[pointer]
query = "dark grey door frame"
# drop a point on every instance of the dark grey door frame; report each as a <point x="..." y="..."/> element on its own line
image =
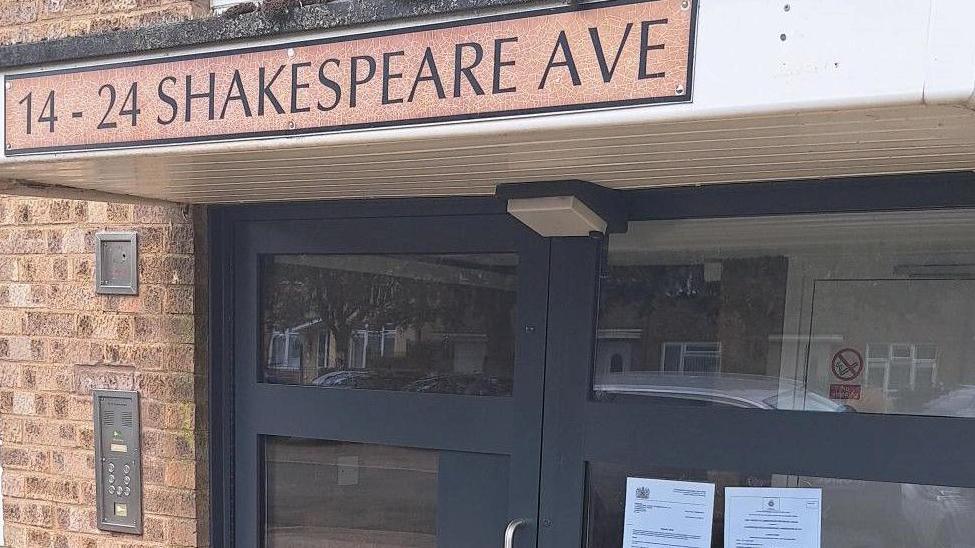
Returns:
<point x="645" y="432"/>
<point x="489" y="425"/>
<point x="577" y="429"/>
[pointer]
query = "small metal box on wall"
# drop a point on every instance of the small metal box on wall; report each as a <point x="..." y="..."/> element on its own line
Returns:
<point x="116" y="263"/>
<point x="118" y="461"/>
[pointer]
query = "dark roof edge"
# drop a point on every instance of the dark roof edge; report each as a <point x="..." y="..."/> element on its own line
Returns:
<point x="222" y="29"/>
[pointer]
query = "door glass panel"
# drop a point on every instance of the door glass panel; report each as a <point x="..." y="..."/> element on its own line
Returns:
<point x="854" y="513"/>
<point x="869" y="313"/>
<point x="327" y="494"/>
<point x="416" y="323"/>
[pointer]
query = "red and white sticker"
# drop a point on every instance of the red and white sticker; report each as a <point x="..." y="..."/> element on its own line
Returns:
<point x="844" y="391"/>
<point x="847" y="364"/>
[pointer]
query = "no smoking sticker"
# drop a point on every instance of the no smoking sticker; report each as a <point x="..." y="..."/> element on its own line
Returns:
<point x="847" y="364"/>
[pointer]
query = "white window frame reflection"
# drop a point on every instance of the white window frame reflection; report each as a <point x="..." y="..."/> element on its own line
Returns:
<point x="894" y="355"/>
<point x="692" y="350"/>
<point x="359" y="344"/>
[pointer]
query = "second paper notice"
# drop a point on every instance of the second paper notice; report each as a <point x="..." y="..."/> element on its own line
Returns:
<point x="668" y="513"/>
<point x="772" y="518"/>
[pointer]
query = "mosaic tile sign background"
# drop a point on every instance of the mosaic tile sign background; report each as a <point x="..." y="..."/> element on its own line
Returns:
<point x="607" y="54"/>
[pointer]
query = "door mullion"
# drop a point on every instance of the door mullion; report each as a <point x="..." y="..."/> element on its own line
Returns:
<point x="571" y="337"/>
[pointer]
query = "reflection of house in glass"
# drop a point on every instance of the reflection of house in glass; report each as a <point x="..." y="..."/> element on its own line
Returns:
<point x="704" y="318"/>
<point x="417" y="323"/>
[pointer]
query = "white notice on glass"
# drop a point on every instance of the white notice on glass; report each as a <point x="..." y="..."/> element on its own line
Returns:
<point x="668" y="513"/>
<point x="772" y="517"/>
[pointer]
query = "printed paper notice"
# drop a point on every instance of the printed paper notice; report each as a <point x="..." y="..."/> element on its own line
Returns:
<point x="668" y="513"/>
<point x="772" y="517"/>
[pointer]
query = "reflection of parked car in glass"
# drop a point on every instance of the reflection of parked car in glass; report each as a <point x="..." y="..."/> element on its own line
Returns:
<point x="736" y="390"/>
<point x="472" y="384"/>
<point x="368" y="379"/>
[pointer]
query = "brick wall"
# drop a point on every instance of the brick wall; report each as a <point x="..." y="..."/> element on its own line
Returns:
<point x="59" y="340"/>
<point x="35" y="20"/>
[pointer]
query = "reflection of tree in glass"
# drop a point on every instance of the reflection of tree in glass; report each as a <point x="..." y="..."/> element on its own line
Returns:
<point x="344" y="296"/>
<point x="640" y="289"/>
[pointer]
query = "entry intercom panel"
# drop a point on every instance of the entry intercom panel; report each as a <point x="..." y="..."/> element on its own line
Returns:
<point x="118" y="461"/>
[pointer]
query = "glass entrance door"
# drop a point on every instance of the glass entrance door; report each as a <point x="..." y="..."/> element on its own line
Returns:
<point x="388" y="381"/>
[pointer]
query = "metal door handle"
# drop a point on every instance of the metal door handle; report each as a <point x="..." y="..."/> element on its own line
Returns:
<point x="511" y="529"/>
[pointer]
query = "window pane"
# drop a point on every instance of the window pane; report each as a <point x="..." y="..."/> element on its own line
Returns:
<point x="854" y="514"/>
<point x="350" y="495"/>
<point x="418" y="323"/>
<point x="842" y="312"/>
<point x="340" y="494"/>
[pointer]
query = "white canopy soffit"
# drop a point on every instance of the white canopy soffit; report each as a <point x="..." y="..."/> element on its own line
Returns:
<point x="781" y="90"/>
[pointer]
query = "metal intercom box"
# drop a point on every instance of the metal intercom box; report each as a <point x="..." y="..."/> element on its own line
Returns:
<point x="118" y="461"/>
<point x="116" y="263"/>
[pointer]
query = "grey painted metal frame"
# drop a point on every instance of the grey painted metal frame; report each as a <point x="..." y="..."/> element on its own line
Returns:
<point x="648" y="432"/>
<point x="497" y="426"/>
<point x="927" y="450"/>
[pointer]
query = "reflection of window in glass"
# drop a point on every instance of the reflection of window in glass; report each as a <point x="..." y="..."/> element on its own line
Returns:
<point x="418" y="323"/>
<point x="778" y="294"/>
<point x="897" y="367"/>
<point x="692" y="357"/>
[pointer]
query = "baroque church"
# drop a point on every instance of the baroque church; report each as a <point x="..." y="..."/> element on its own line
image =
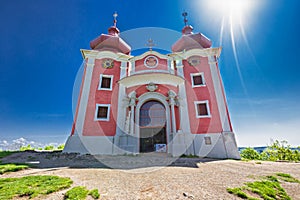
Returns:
<point x="171" y="103"/>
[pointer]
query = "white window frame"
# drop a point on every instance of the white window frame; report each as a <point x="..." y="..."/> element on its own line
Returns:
<point x="207" y="107"/>
<point x="100" y="81"/>
<point x="96" y="112"/>
<point x="197" y="74"/>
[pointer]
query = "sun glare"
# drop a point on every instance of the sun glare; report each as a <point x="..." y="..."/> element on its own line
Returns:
<point x="235" y="16"/>
<point x="234" y="9"/>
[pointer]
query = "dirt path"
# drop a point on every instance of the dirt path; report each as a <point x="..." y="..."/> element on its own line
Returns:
<point x="204" y="180"/>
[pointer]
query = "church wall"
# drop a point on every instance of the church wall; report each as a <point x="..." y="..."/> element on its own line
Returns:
<point x="102" y="128"/>
<point x="140" y="66"/>
<point x="203" y="125"/>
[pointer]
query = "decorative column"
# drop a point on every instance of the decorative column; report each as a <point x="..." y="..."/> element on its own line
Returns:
<point x="172" y="103"/>
<point x="132" y="104"/>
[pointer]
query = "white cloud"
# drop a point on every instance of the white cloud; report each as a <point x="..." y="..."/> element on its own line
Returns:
<point x="260" y="133"/>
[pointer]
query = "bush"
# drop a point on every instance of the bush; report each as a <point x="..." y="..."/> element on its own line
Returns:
<point x="50" y="147"/>
<point x="250" y="154"/>
<point x="78" y="193"/>
<point x="25" y="148"/>
<point x="275" y="152"/>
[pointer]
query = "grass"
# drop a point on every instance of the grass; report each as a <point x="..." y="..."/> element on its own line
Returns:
<point x="11" y="168"/>
<point x="80" y="193"/>
<point x="268" y="188"/>
<point x="287" y="178"/>
<point x="32" y="186"/>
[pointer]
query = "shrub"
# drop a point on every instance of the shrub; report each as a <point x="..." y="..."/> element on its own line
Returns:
<point x="49" y="147"/>
<point x="25" y="148"/>
<point x="78" y="193"/>
<point x="32" y="186"/>
<point x="250" y="154"/>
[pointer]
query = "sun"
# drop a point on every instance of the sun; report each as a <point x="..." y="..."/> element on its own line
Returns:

OBJECTIVE: Write out each line of the data exactly; the images should be left out.

ANSWER FOR THE TASK:
[pointer]
query = "dark grey door frame"
# drop a point on every instance of the dark grey door frame; report each as a <point x="..." y="..."/> element on its own line
image =
Returns:
<point x="645" y="432"/>
<point x="489" y="425"/>
<point x="577" y="429"/>
[pointer]
query = "small metal box on wall"
# drop a point on every instance of the small metal box on wall; report each as a <point x="..." y="..."/> element on its own line
Returns:
<point x="116" y="263"/>
<point x="118" y="461"/>
[pointer]
query = "dark roof edge"
# drop a point on every instance of the dark roof edge; report each as a <point x="..." y="..."/> element on its own line
Returns:
<point x="222" y="29"/>
[pointer]
query = "door glass panel"
# drop a point on every instance of the door glass panel; report each as a <point x="..." y="..."/> element on its own line
Returns:
<point x="854" y="513"/>
<point x="869" y="313"/>
<point x="327" y="494"/>
<point x="416" y="323"/>
[pointer]
query = "red and white sticker"
# drop a point on every instance of the red and white sticker; report each as a <point x="..." y="..."/> element on its own line
Returns:
<point x="844" y="391"/>
<point x="847" y="364"/>
[pointer]
query = "no smoking sticker"
# drop a point on every instance of the no smoking sticker; report each as a <point x="..." y="..."/> element on its own line
Returns:
<point x="847" y="364"/>
[pointer]
query = "white window frame reflection"
# drop a point on every instance of the white window frame reflection; report each as a <point x="..." y="..."/> element on its own line
Returns:
<point x="894" y="355"/>
<point x="692" y="350"/>
<point x="359" y="344"/>
[pointer]
query = "second paper notice"
# drop a point on every instance of the second paper notice; report each as a <point x="..." y="..."/> element on its own line
Returns:
<point x="668" y="513"/>
<point x="772" y="518"/>
[pointer]
query = "mosaic tile sign background"
# drop a point on every instance of the mosaic tile sign background; report each as a <point x="..." y="..."/> element on its own line
Returns:
<point x="607" y="54"/>
[pointer]
query = "door mullion"
# drop a point on every instance of the door mullion; report each as a <point x="..." y="..."/> element on its own line
Returns:
<point x="571" y="337"/>
[pointer]
query = "reflection of house in glass"
# drop a point on every instance of the reflection of house in glass; report each as a <point x="..." y="..."/> element on its own line
Returns:
<point x="704" y="318"/>
<point x="417" y="323"/>
[pointer]
query = "white notice on glass"
# drop a point on every instance of the white notice on glass; report each as a <point x="..." y="..."/> element on its own line
Returns:
<point x="668" y="513"/>
<point x="772" y="517"/>
[pointer]
query = "printed paper notice"
# drop a point on every instance of the printed paper notice; report each as a <point x="..." y="..."/> element on its own line
Returns:
<point x="668" y="513"/>
<point x="772" y="517"/>
[pointer]
query = "reflection of parked car in glass"
# drop a point on every instance of the reflection of parked car in glass; report each as a <point x="..." y="..."/> element on its own line
Returns:
<point x="736" y="390"/>
<point x="472" y="384"/>
<point x="368" y="379"/>
[pointer]
query = "brick wall"
# drop a point on every instance of the brick wall; report each as a <point x="..." y="..."/> element on its own line
Returns:
<point x="59" y="340"/>
<point x="35" y="20"/>
[pointer]
query = "reflection of tree in glass"
# drop a point on every instance of the reflection of tree in glass; report each as a <point x="..." y="..."/> element on its own line
Returns:
<point x="344" y="296"/>
<point x="640" y="289"/>
[pointer]
query = "entry intercom panel"
# drop a point on every instance of the entry intercom panel; report each as a <point x="..." y="..."/> element on its own line
Returns:
<point x="118" y="461"/>
[pointer]
query = "glass entrance door"
# drop a point on every instance of the glass entrance door; report each as a <point x="..." y="..."/> element on its own line
Returns:
<point x="388" y="381"/>
[pointer]
query = "metal door handle"
# drop a point on every instance of the metal door handle; report each as a <point x="..." y="..."/> element on its own line
Returns:
<point x="511" y="529"/>
[pointer]
query = "window pane"
# drop a point on every instance of the window pane; report each as a <point x="..." y="..."/> element on its own line
Returns:
<point x="854" y="514"/>
<point x="350" y="495"/>
<point x="418" y="323"/>
<point x="842" y="312"/>
<point x="340" y="494"/>
[pointer]
query = "white canopy soffit"
# drop a point on every instance of the white canopy soffit; report each as a <point x="..." y="..."/> element on its own line
Returns:
<point x="781" y="90"/>
[pointer]
query = "metal intercom box"
# drop a point on every instance of the metal intercom box; report each as a <point x="..." y="..."/> element on its own line
Returns:
<point x="118" y="461"/>
<point x="116" y="263"/>
[pointer]
query = "grey painted metal frame"
# drop a point on every instance of the grey painted metal frame; report each as a <point x="..." y="..."/> element on its own line
Returns:
<point x="648" y="432"/>
<point x="497" y="426"/>
<point x="927" y="450"/>
[pointer]
query = "reflection of window in glass"
# drop a point on every instance of the reflection of window in glass; report each as a <point x="..." y="..."/> element on its own line
Returns:
<point x="418" y="323"/>
<point x="778" y="294"/>
<point x="897" y="367"/>
<point x="692" y="357"/>
[pointer]
query = "baroque church"
# drop a point on every instance of the baroque church; report each as a <point x="..." y="..."/> element on its own line
image =
Returns:
<point x="171" y="103"/>
[pointer]
query = "white window frame"
# drop a point on every instance of the white window frame; report each as a <point x="..." y="..."/> element on its own line
Returns:
<point x="207" y="107"/>
<point x="100" y="81"/>
<point x="96" y="112"/>
<point x="197" y="74"/>
[pointer]
query = "sun glare"
# drop a point on every instance of the sun glare; report each as a <point x="..." y="..."/> element on its own line
Returns:
<point x="235" y="16"/>
<point x="234" y="9"/>
[pointer]
query = "dirt path"
# drop a point on every instance of the dirt path; report each as a <point x="..." y="..."/> element on its own line
Returns:
<point x="204" y="180"/>
[pointer]
query = "church wall"
# drop a point on every instance of the church wall; report each as a <point x="..." y="..."/> element on its own line
Returns:
<point x="102" y="128"/>
<point x="140" y="66"/>
<point x="203" y="125"/>
[pointer]
query = "decorative column"
# drop a point on every instance of the decorative column; report each as a <point x="..." y="..."/> element on its own line
Returns:
<point x="172" y="103"/>
<point x="132" y="104"/>
[pointer]
query = "white cloud"
# drop a point on every instance of the white cloud; report each as a <point x="..." y="..."/> element on its own line
Returns:
<point x="260" y="133"/>
[pointer]
query = "bush"
# drop a point on every instance of the bush; report each as a <point x="..." y="..."/> element on its own line
Returns:
<point x="50" y="147"/>
<point x="250" y="154"/>
<point x="78" y="193"/>
<point x="25" y="148"/>
<point x="275" y="152"/>
[pointer]
query = "grass"
# drop a point on every instance of the grass; report each as a <point x="..." y="..."/> element on its own line
Returns:
<point x="11" y="168"/>
<point x="80" y="193"/>
<point x="268" y="188"/>
<point x="287" y="178"/>
<point x="32" y="186"/>
[pointer]
query = "shrub"
# drop a point on every instance of the shrub; report each as a <point x="..." y="..."/> element on its own line
Returns:
<point x="49" y="147"/>
<point x="25" y="148"/>
<point x="78" y="193"/>
<point x="32" y="186"/>
<point x="250" y="154"/>
[pointer]
query = "sun"
# drop a point on every instance of the sun; report each as a <point x="..." y="..."/> element on its own line
Returns:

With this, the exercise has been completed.